Income tax is a tax on income including:
- earnings from employment, including benefits in kind such as a company car
- earnings from self-employment
- most pensions income, including state, occupational and personal pensions
- some social security benefits
- interest on most savings
- income from shares (dividends)
- rental income
- income from a trust
Not all types of income are taxable. Read more about taxable and non-taxable income.
You won't usually have to pay tax on all your income, even if it's all taxable, because you'll be entitled to a certain amount of income tax free every tax year. The tax year runs from 6 April one year to 5 April the following year.
There's no minimum age when you have to start paying income tax. What matters is the amount of your taxable income. If this is below a certain level, no tax is payable.
You can estimate your income tax for the current tax year on GOV.UK. You can’t use the calculator if you’re repaying a student loan or contributing to a pension through your employer.
There are other online calculators you can use to estimate your income tax if you’re repaying a student loan or contributing to a pension. They include:
You can also work out your income tax by following 4 steps on the Low Incomes Tax Reform Group website.
Income tax calculators can only give you an estimate - if you have questions about your income tax, contact HM Revenue and Customs (HMRC).
HM Revenue and Customs Taxes Helpline
Tel: 0300 200 3300 (Monday to Friday from 8.00am to 8.00pm; Saturday from 8.00am to 4.00pm)
Textphone: 0300 200 3319
Calls usually cost up to 40p a minute from mobiles and up to 10p a minute from landlines. It should be free if you have a contract that includes calls to landlines - check with your supplier if you’re not sure.
Income that's not taxable
Some income is not taxable, which means you don't have to pay tax on it - for example, Housing Benefit, Child Benefit and lottery winnings. The government ignores this income when working out how much tax you have to pay.
Paying tax on foreign income
You might need to pay UK income tax on foreign income, for example:
- wages if you work abroad
- foreign investments and savings interest
- rental income on overseas property
- income from pensions held overseas
Foreign income is anything from outside England, Scotland, Wales and Northern Ireland. The Channel Islands and the Isle of Man are classed as foreign.

* **Problem description**
Retype the stretch of the income tax text from "You won't usually" through "the following year.", keeping every word the same. The lines further down have nothing to do with this.

* **Data rows**

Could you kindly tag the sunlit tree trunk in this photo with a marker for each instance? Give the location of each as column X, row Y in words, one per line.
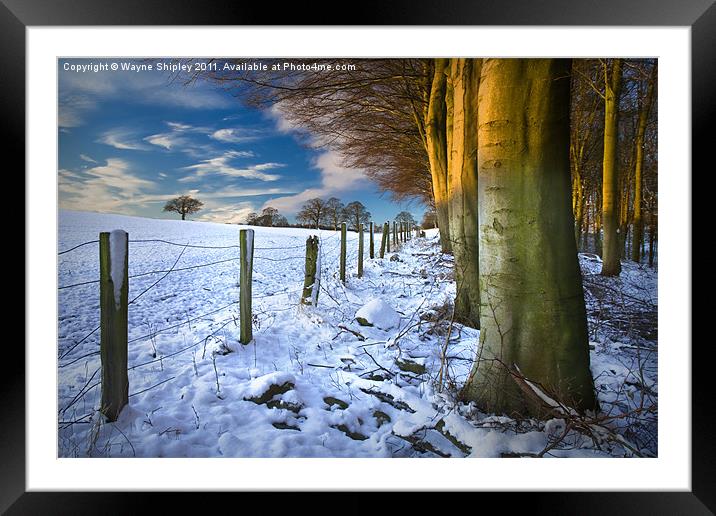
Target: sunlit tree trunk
column 464, row 77
column 639, row 165
column 611, row 264
column 532, row 312
column 436, row 145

* **Answer to the task**
You won't usually have to pay tax on all your income, even if it's all taxable, because you'll be entitled to a certain amount of income tax free every tax year. The tax year runs from 6 April one year to 5 April the following year.